_Problem description_.
Omit every picture while repeating the entries exactly.

_Provided records_.
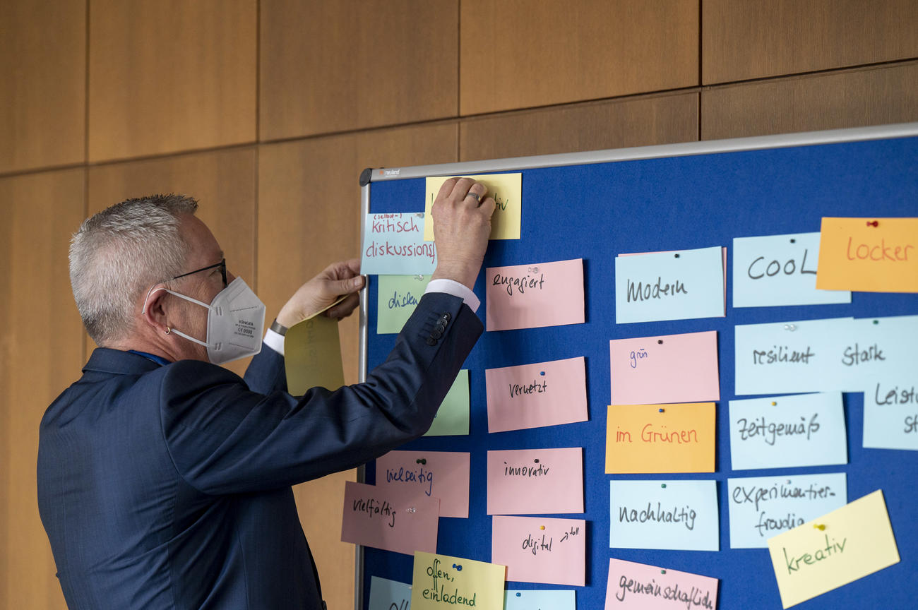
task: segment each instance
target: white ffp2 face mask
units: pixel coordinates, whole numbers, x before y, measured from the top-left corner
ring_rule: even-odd
[[[210,305],[168,288],[160,290],[207,308],[207,343],[175,328],[172,332],[207,348],[207,359],[214,364],[254,356],[262,350],[264,304],[242,278],[230,282],[229,286],[217,294]]]

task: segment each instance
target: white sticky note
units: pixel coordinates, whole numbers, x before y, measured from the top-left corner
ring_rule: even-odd
[[[864,388],[864,447],[918,450],[918,369]]]
[[[851,303],[847,290],[816,290],[819,232],[733,238],[733,306]]]
[[[611,481],[609,546],[719,550],[714,481]]]
[[[832,346],[853,319],[737,324],[736,394],[840,390]]]
[[[768,538],[848,502],[845,472],[727,479],[730,548],[767,549]]]
[[[848,461],[840,392],[730,401],[734,471]]]
[[[724,316],[721,247],[615,258],[615,323]]]

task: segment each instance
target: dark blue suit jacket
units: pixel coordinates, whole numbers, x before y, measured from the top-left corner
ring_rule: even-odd
[[[366,383],[301,397],[269,348],[244,381],[95,349],[39,443],[70,608],[321,607],[290,486],[423,434],[481,332],[462,299],[427,294]]]

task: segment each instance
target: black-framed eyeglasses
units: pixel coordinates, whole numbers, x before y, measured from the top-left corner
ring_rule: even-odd
[[[176,275],[175,277],[174,277],[172,279],[173,280],[177,280],[180,277],[185,277],[185,275],[192,275],[193,273],[200,273],[201,272],[206,272],[208,269],[217,269],[217,268],[219,268],[219,270],[220,270],[220,275],[223,276],[223,287],[226,288],[227,285],[228,285],[227,284],[227,260],[226,259],[223,259],[222,261],[220,261],[219,262],[218,262],[216,265],[208,265],[207,267],[201,267],[200,269],[196,269],[193,272],[188,272],[187,273],[182,273],[181,275]]]

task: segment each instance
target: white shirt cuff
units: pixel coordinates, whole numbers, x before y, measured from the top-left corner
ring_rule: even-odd
[[[268,346],[281,356],[284,355],[284,335],[278,335],[271,328],[264,333],[264,345]]]
[[[478,311],[478,305],[481,305],[481,301],[475,295],[475,293],[469,290],[465,284],[459,283],[454,280],[447,280],[445,278],[431,280],[427,284],[427,290],[424,291],[425,294],[427,293],[446,293],[453,296],[458,296],[465,302],[465,305],[468,305],[473,313]]]

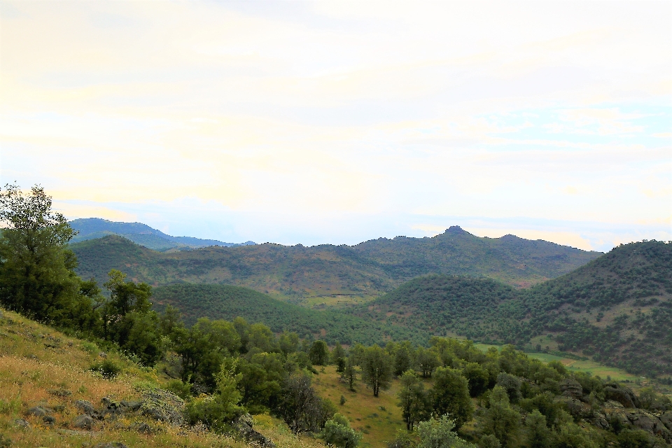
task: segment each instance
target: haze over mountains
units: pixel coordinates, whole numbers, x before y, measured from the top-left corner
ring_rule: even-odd
[[[238,285],[295,299],[377,296],[433,273],[485,276],[524,287],[601,255],[513,235],[481,238],[458,226],[432,238],[379,238],[355,246],[265,243],[160,253],[110,235],[74,244],[72,248],[83,278],[105,279],[115,268],[156,286],[178,281]]]
[[[70,226],[78,232],[72,239],[74,243],[102,238],[107,235],[120,235],[132,241],[134,243],[159,251],[171,249],[192,249],[209,246],[231,247],[255,244],[251,241],[239,244],[225,243],[216,239],[201,239],[192,237],[172,237],[141,223],[121,223],[110,221],[100,218],[75,219],[70,221]]]

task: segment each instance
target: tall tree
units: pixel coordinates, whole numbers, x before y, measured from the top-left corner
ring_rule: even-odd
[[[456,429],[471,419],[474,405],[469,396],[467,380],[459,370],[447,367],[438,368],[431,396],[434,412],[438,415],[449,414],[455,419]]]
[[[373,389],[377,397],[380,389],[386,389],[392,382],[392,359],[377,344],[367,347],[361,360],[362,381]]]
[[[74,232],[52,210],[52,199],[35,186],[0,190],[0,303],[38,321],[76,327],[96,321],[92,285],[74,272],[68,248]]]
[[[413,370],[407,370],[401,376],[401,388],[397,394],[401,415],[406,422],[406,429],[413,430],[418,421],[429,416],[431,408],[429,406],[427,393],[417,374]]]

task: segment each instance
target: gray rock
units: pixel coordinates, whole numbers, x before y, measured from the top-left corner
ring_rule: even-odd
[[[178,426],[184,422],[184,400],[176,395],[168,391],[155,389],[145,392],[143,398],[140,406],[143,415]]]
[[[30,424],[28,423],[27,421],[24,420],[23,419],[16,419],[14,421],[14,424],[18,426],[21,426],[22,428],[24,428],[25,429],[30,428]]]
[[[128,448],[121,442],[103,442],[94,445],[93,448]]]
[[[559,386],[560,391],[566,397],[570,397],[575,400],[581,400],[583,397],[583,388],[573,378],[567,378],[561,382]]]
[[[72,426],[78,429],[90,430],[93,428],[93,419],[91,418],[90,415],[83,414],[75,418]]]
[[[261,433],[258,433],[252,428],[252,416],[245,414],[233,421],[233,428],[240,435],[255,446],[262,448],[275,448],[275,444]]]
[[[131,425],[129,429],[140,433],[141,434],[153,434],[155,432],[151,426],[143,422],[136,422]]]
[[[638,400],[632,389],[609,385],[604,388],[604,398],[617,401],[625,407],[637,407]]]
[[[26,411],[26,415],[34,415],[37,417],[42,417],[49,414],[51,414],[51,410],[42,406],[35,406]]]
[[[124,412],[127,411],[136,411],[140,409],[140,407],[142,405],[142,403],[139,401],[126,401],[125,400],[122,400],[121,407],[124,410]]]
[[[94,416],[94,415],[98,414],[96,412],[96,410],[93,407],[91,402],[87,401],[86,400],[78,400],[76,401],[75,407],[81,410],[84,414],[91,416]]]

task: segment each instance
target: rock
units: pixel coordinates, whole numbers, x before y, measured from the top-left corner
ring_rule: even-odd
[[[672,431],[672,411],[668,411],[661,415],[660,421],[666,428]]]
[[[69,397],[72,395],[72,392],[66,389],[55,389],[48,391],[48,392],[55,397]]]
[[[42,417],[49,414],[51,414],[51,410],[42,406],[35,406],[26,411],[26,415],[34,415],[37,417]]]
[[[583,388],[573,378],[567,378],[561,382],[559,386],[560,391],[566,397],[571,397],[575,400],[581,400],[583,397]]]
[[[129,427],[129,429],[130,429],[131,430],[137,431],[141,434],[153,434],[154,433],[154,430],[152,429],[151,426],[141,421],[136,422],[133,424]]]
[[[252,428],[252,416],[249,414],[243,414],[234,420],[232,426],[244,439],[253,443],[255,446],[263,448],[275,448],[275,444],[267,439],[261,433],[254,430]]]
[[[103,397],[100,402],[103,405],[102,413],[105,415],[108,414],[118,415],[123,413],[123,410],[121,408],[121,403],[111,397]]]
[[[142,405],[142,403],[139,401],[126,401],[125,400],[122,400],[120,404],[124,412],[136,411]]]
[[[148,391],[140,406],[143,415],[172,425],[181,426],[184,422],[184,400],[176,395],[162,389]]]
[[[30,428],[30,424],[28,423],[27,421],[24,420],[23,419],[16,419],[14,421],[14,424],[18,426],[21,426],[22,428],[24,428],[25,429],[28,429],[29,428]]]
[[[83,414],[75,418],[72,426],[78,429],[85,429],[90,430],[93,428],[93,419],[90,415]]]
[[[637,407],[639,401],[632,389],[612,384],[604,388],[604,397],[606,400],[617,401],[625,407]]]
[[[128,448],[121,442],[103,442],[93,446],[93,448]]]
[[[76,401],[75,407],[92,417],[96,416],[96,418],[97,418],[98,416],[98,412],[97,412],[96,410],[93,407],[93,405],[91,404],[91,402],[87,401],[86,400],[78,400]]]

_Result for this exercise_.
task: segment each instance
target: white ffp2 face mask
units: pixel coordinates, whole numbers, x before y, measured from the top-left corner
ring_rule: even-odd
[[[210,305],[168,288],[160,290],[207,308],[207,343],[175,328],[172,332],[207,348],[207,359],[214,364],[254,356],[262,350],[264,304],[242,278],[230,282],[229,286],[217,294]]]

task: segment each instance
target: white sticky note
units: pixel coordinates, whole numbers, x before y, measured from the top-left corner
ring_rule: even-odd
[[[864,388],[864,447],[918,450],[918,369]]]
[[[851,303],[847,290],[816,290],[819,232],[733,238],[733,306]]]
[[[611,481],[609,546],[719,550],[714,481]]]
[[[832,346],[853,319],[737,324],[736,394],[840,390]]]
[[[768,538],[848,502],[845,472],[727,479],[730,548],[767,549]]]
[[[848,461],[840,392],[730,401],[734,471]]]
[[[724,316],[721,247],[615,258],[615,323]]]

task: segment each instance
target: dark blue suit jacket
units: pixel coordinates, whole numbers, x before y, measured from the top-left corner
ring_rule: even-odd
[[[366,383],[301,397],[269,348],[244,381],[95,349],[39,443],[70,608],[321,607],[290,486],[423,434],[481,332],[462,299],[427,294]]]

task: segment each instance
target: black-framed eyeglasses
units: pixel coordinates, whole numbers, x before y, measured from the top-left corner
ring_rule: even-odd
[[[176,275],[175,277],[174,277],[172,279],[173,280],[177,280],[180,277],[185,277],[185,275],[192,275],[193,273],[200,273],[201,272],[206,272],[208,269],[217,269],[217,268],[219,268],[219,270],[220,270],[220,275],[223,276],[223,287],[226,288],[227,285],[228,285],[227,284],[227,260],[226,259],[223,259],[222,261],[220,261],[219,262],[218,262],[216,265],[208,265],[207,267],[201,267],[200,269],[196,269],[193,272],[188,272],[187,273],[182,273],[181,275]]]

task: segment each instance
target: white shirt cuff
units: pixel coordinates, whole numbers, x before y, measured from the top-left corner
ring_rule: even-odd
[[[268,346],[281,356],[284,355],[284,335],[278,335],[271,328],[264,333],[264,345]]]
[[[478,311],[478,305],[481,305],[481,301],[475,295],[475,293],[469,290],[465,284],[459,283],[454,280],[447,280],[445,278],[431,280],[427,284],[427,290],[424,291],[425,294],[427,293],[446,293],[453,296],[458,296],[465,302],[465,305],[468,305],[473,313]]]

task: segment each instance
target: haze over mountains
units: pixel coordinates, whole numbers, x before y, measured from the top-left corner
ring_rule: even-odd
[[[238,285],[295,299],[377,296],[433,273],[485,276],[524,287],[601,255],[513,235],[481,238],[458,226],[432,238],[379,238],[355,246],[265,243],[160,253],[110,235],[74,244],[72,248],[83,278],[105,279],[115,268],[156,286],[178,281]]]
[[[70,226],[78,232],[72,239],[74,243],[102,238],[107,235],[120,235],[132,241],[134,243],[159,251],[171,249],[192,249],[209,246],[231,247],[255,244],[251,241],[239,244],[225,243],[216,239],[201,239],[192,237],[172,237],[141,223],[121,223],[110,221],[100,218],[75,219],[70,221]]]

task: segment each instance
target: tall tree
units: pixel coordinates, whole numbers, x before y, measured from the top-left corner
ring_rule: even-odd
[[[456,429],[471,419],[474,405],[469,396],[467,380],[459,370],[447,367],[438,368],[431,396],[434,412],[438,415],[449,414],[455,419]]]
[[[373,389],[377,397],[380,389],[386,389],[392,382],[392,359],[377,344],[367,347],[361,360],[362,381]]]
[[[74,232],[52,210],[52,199],[35,186],[0,190],[0,303],[38,321],[76,327],[96,321],[92,285],[74,272],[68,248]]]
[[[413,370],[407,370],[401,376],[401,388],[397,394],[401,415],[406,422],[406,429],[413,430],[418,421],[429,416],[431,408],[429,406],[427,393],[417,374]]]

task: segment each instance
target: gray rock
units: pixel coordinates, whole numbers, x before y, measured from the top-left corner
ring_rule: even-odd
[[[178,426],[184,422],[184,400],[176,395],[168,391],[155,389],[145,392],[143,398],[140,406],[143,415]]]
[[[30,424],[28,423],[27,421],[24,420],[23,419],[16,419],[14,421],[14,424],[18,426],[21,426],[22,428],[24,428],[25,429],[30,428]]]
[[[128,448],[121,442],[103,442],[94,445],[93,448]]]
[[[559,386],[560,391],[566,397],[570,397],[575,400],[581,400],[583,397],[583,388],[573,378],[567,378],[561,382]]]
[[[72,426],[78,429],[90,430],[93,428],[93,419],[91,418],[90,415],[83,414],[75,418]]]
[[[261,433],[258,433],[252,428],[252,416],[245,414],[233,421],[233,428],[240,435],[255,446],[262,448],[275,448],[275,444]]]
[[[131,425],[129,429],[140,433],[141,434],[153,434],[155,432],[151,426],[143,422],[136,422]]]
[[[638,400],[632,389],[609,385],[604,388],[604,398],[617,401],[625,407],[637,407]]]
[[[26,411],[26,415],[34,415],[37,417],[42,417],[49,414],[51,414],[51,410],[42,406],[35,406]]]
[[[124,412],[127,411],[136,411],[140,409],[140,407],[142,405],[142,403],[139,401],[126,401],[125,400],[122,400],[121,407],[124,410]]]
[[[94,416],[94,415],[98,414],[96,412],[96,410],[93,407],[91,402],[87,401],[86,400],[78,400],[76,401],[75,407],[81,410],[84,414],[91,416]]]

task: segment each instance
target: rock
units: pixel coordinates, whole numbers, x before y, measured from the top-left corner
ring_rule: even-odd
[[[672,431],[672,411],[668,411],[661,415],[660,421],[666,428]]]
[[[69,397],[72,395],[72,392],[66,389],[55,389],[48,391],[48,392],[55,397]]]
[[[42,417],[49,414],[51,414],[51,410],[42,406],[35,406],[26,411],[26,415],[34,415],[37,417]]]
[[[583,388],[573,378],[567,378],[561,382],[559,386],[560,391],[566,397],[571,397],[575,400],[581,400],[583,397]]]
[[[129,427],[129,429],[130,429],[131,430],[137,431],[141,434],[153,434],[154,433],[154,430],[152,429],[151,426],[141,421],[136,422],[133,424]]]
[[[252,428],[252,416],[249,414],[243,414],[234,420],[232,426],[244,439],[253,443],[255,446],[263,448],[275,448],[275,444],[267,439],[261,433],[254,430]]]
[[[103,397],[100,402],[103,405],[102,413],[105,415],[108,414],[118,415],[123,413],[123,410],[121,408],[121,403],[111,397]]]
[[[142,405],[142,403],[139,401],[126,401],[125,400],[122,400],[120,404],[124,412],[136,411]]]
[[[148,391],[140,406],[143,415],[172,425],[181,426],[184,422],[184,400],[176,395],[162,389]]]
[[[30,428],[30,424],[28,423],[27,421],[24,420],[23,419],[16,419],[14,421],[14,424],[18,426],[21,426],[22,428],[24,428],[25,429],[28,429],[29,428]]]
[[[83,414],[75,418],[72,426],[78,429],[85,429],[90,430],[93,428],[93,419],[90,415]]]
[[[637,407],[639,401],[632,389],[612,384],[604,388],[604,397],[606,400],[617,401],[625,407]]]
[[[128,448],[121,442],[103,442],[93,446],[93,448]]]
[[[76,401],[75,407],[92,417],[96,416],[96,418],[97,418],[98,416],[98,412],[97,412],[96,410],[93,407],[93,405],[91,404],[91,402],[87,401],[86,400],[78,400]]]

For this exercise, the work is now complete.